* [TASK GOAL] Copy the material word for word, from its first line through the line that contains "[[[306,116],[304,110],[297,111],[299,117],[304,118]]]".

* [DATA TO PROCESS]
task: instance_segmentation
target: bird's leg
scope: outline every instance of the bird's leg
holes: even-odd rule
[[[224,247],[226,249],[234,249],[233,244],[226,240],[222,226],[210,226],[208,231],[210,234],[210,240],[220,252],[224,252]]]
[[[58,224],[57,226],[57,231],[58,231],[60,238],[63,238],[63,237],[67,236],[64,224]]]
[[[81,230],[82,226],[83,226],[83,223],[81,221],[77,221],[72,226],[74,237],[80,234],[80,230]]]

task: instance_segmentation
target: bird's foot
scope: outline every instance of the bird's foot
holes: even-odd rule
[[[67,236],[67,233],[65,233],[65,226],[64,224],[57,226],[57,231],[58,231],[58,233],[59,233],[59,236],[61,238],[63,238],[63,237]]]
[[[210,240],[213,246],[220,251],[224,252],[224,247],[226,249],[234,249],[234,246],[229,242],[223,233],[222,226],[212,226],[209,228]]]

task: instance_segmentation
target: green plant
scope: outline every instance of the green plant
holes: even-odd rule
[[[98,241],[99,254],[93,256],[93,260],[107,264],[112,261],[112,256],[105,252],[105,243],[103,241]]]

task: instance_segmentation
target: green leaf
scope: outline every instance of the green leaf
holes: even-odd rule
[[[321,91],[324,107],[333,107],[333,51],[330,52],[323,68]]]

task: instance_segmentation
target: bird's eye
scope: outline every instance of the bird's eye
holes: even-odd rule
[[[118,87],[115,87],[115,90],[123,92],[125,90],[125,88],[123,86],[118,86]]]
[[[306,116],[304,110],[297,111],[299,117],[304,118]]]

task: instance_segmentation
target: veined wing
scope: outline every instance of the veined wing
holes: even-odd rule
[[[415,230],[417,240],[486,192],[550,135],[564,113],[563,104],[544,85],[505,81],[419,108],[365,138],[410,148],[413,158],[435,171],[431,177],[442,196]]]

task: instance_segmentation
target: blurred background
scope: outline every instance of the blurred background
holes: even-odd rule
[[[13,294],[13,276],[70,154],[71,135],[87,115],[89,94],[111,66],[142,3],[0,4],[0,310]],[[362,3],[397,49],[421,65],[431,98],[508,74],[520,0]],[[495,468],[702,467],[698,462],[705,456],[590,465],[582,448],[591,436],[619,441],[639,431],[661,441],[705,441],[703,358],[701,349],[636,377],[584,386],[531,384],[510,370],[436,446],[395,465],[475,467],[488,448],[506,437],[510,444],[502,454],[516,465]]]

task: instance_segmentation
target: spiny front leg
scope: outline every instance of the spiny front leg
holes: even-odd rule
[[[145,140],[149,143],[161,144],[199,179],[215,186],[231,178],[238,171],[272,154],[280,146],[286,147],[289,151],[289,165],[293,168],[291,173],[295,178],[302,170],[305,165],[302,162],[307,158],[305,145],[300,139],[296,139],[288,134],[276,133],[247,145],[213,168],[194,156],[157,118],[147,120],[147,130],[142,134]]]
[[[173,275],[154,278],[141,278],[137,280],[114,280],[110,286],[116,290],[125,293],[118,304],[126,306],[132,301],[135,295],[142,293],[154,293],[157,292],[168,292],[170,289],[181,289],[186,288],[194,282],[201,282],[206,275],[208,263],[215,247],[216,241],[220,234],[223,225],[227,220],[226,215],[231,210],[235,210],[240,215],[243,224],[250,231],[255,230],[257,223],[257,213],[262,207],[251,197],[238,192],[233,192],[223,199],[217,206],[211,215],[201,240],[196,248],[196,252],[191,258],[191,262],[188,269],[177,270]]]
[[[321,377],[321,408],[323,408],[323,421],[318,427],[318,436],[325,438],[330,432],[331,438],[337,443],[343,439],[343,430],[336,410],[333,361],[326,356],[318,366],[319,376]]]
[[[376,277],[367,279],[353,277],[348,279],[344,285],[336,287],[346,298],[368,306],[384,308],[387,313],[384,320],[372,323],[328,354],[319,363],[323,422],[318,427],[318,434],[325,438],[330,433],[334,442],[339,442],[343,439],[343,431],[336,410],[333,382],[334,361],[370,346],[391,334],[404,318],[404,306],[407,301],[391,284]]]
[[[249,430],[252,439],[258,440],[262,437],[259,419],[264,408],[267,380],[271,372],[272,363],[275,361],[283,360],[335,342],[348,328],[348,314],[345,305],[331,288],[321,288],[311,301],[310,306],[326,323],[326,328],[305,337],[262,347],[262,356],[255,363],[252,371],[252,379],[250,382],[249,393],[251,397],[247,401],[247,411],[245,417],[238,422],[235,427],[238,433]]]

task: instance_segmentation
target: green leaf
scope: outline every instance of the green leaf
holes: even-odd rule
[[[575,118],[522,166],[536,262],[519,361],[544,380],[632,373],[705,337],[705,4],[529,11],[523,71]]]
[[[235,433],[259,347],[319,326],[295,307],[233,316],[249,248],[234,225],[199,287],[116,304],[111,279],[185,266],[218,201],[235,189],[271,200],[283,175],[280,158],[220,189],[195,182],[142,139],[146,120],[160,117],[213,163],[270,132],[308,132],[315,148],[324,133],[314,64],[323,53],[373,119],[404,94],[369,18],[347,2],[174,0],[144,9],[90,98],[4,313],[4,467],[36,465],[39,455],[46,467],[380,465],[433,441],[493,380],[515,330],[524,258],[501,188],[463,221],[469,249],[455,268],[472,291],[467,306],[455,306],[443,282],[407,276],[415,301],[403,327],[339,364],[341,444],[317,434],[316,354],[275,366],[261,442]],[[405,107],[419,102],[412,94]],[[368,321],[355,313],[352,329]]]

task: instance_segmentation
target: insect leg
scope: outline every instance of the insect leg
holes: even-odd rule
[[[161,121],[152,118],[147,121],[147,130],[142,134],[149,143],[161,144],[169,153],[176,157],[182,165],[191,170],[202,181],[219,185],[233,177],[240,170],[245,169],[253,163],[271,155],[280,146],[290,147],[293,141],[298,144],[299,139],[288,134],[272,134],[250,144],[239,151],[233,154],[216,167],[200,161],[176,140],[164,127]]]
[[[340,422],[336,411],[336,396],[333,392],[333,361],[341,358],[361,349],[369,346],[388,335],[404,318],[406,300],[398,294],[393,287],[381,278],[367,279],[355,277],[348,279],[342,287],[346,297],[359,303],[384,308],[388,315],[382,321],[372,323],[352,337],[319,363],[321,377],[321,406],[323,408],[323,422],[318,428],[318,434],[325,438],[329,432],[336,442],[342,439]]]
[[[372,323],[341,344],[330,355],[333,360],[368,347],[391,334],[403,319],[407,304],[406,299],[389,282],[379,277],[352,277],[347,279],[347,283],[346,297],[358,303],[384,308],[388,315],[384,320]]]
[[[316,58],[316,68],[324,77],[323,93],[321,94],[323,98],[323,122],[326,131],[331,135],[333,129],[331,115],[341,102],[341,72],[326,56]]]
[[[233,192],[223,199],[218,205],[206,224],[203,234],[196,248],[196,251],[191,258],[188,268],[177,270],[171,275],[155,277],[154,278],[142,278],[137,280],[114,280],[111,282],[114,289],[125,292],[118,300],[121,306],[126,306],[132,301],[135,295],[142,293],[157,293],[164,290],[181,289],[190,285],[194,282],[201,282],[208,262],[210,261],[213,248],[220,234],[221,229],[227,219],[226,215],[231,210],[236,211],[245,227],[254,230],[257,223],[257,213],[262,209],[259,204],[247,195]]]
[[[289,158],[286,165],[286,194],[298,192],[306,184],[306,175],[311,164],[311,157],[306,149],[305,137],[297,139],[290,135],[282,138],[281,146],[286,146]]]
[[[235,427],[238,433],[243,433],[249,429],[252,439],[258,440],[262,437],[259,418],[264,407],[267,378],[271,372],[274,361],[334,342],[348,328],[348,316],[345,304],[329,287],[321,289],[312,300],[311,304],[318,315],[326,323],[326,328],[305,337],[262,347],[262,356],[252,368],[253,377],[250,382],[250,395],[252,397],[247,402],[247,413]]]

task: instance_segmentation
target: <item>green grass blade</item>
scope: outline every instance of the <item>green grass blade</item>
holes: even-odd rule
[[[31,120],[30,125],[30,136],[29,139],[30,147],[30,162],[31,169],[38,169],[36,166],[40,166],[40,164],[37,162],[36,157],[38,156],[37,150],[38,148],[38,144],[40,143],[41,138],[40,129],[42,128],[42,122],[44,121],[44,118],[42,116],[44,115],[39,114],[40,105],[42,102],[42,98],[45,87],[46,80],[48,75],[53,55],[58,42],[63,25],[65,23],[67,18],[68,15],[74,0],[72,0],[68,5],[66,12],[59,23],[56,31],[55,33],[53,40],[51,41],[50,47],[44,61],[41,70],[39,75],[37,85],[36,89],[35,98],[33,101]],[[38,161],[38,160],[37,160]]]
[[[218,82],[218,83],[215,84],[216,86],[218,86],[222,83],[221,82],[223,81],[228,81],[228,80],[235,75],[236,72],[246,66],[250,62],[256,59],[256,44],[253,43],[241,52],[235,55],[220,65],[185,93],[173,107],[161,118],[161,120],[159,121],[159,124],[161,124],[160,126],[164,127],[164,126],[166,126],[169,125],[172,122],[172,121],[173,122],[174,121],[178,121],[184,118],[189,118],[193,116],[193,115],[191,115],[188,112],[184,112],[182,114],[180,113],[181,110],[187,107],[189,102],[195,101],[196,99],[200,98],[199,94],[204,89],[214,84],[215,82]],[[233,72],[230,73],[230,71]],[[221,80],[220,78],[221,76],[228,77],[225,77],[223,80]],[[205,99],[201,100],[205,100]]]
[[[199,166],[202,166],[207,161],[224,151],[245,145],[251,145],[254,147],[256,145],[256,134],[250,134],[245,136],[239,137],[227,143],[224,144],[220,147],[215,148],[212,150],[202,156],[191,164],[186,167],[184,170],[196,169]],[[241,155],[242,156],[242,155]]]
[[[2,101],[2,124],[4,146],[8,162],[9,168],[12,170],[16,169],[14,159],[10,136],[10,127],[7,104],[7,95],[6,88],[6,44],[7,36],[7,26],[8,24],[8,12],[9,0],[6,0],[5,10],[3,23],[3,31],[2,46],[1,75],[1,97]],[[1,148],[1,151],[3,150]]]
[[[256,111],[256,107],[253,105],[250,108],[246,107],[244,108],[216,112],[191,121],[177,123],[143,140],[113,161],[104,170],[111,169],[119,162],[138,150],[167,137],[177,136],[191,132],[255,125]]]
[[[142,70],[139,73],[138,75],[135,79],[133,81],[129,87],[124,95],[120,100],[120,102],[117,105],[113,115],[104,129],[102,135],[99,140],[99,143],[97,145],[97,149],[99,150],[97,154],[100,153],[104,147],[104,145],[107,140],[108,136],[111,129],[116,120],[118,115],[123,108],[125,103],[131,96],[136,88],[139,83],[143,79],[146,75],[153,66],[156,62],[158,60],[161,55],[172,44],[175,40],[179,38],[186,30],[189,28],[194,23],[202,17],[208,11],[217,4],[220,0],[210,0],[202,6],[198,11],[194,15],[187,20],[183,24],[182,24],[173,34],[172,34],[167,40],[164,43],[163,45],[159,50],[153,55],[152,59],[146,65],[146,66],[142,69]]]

* [COMPLETED TASK]
task: instance_segmentation
target: bird's leg
scope: outline every instance of the bird's leg
holes: even-odd rule
[[[224,247],[226,249],[234,249],[233,244],[226,240],[222,226],[210,226],[208,231],[210,234],[210,240],[220,252],[224,252]]]
[[[58,224],[57,226],[57,231],[58,231],[60,238],[63,238],[63,237],[67,236],[64,224]]]
[[[81,230],[82,226],[83,226],[83,223],[81,221],[77,221],[72,226],[74,237],[80,234],[80,230]]]

task: instance_segmentation
target: bird's foot
scope: outline every instance of the bird's foot
holes: even-odd rule
[[[67,236],[67,233],[65,233],[65,226],[64,224],[57,226],[57,231],[58,231],[58,233],[59,233],[59,236],[61,238],[63,238],[63,237]]]
[[[210,240],[213,246],[220,251],[224,252],[224,247],[226,249],[234,249],[234,246],[229,242],[223,233],[222,226],[212,226],[209,228]]]

task: instance_segmentation
target: green plant
scope: outline every instance of the green plant
holes: even-odd rule
[[[98,241],[99,254],[93,256],[93,260],[107,264],[112,261],[112,256],[105,252],[105,243],[103,241]]]

task: instance_segmentation
target: green leaf
scope: outline every instance of the green leaf
holes: even-odd rule
[[[321,91],[324,107],[333,107],[333,51],[330,52],[323,68]]]

task: instance_segmentation
target: bird's eye
scope: outline every instance of the bird's eye
holes: even-odd rule
[[[118,87],[115,87],[115,90],[123,92],[125,90],[125,88],[123,86],[118,86]]]
[[[306,116],[304,110],[297,111],[299,117],[304,118]]]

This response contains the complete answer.